Your goal: Copy out each of the records below line for line, changing nothing.

--- Start Provided entries ---

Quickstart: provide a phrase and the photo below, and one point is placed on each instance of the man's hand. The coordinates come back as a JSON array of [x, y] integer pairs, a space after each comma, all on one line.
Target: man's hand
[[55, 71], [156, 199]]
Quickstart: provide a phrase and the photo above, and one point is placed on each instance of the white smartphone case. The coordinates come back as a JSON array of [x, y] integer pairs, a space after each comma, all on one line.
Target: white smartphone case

--- End Provided entries ---

Solution for this problem:
Quickstart: provide a phrase and the photo below, and one point is placed on each instance of the man's hand. The coordinates come back as a JSON array of [x, y] integer pairs, a space after each comma, all on one line.
Target: man's hand
[[55, 71], [156, 199]]
Quickstart: provide a phrase and the photo above, and one point is placed on each instance of the white smartphone case. The coordinates come back as a JSON array of [x, y] integer pairs, a space after each comma, all on one line.
Target: white smartphone case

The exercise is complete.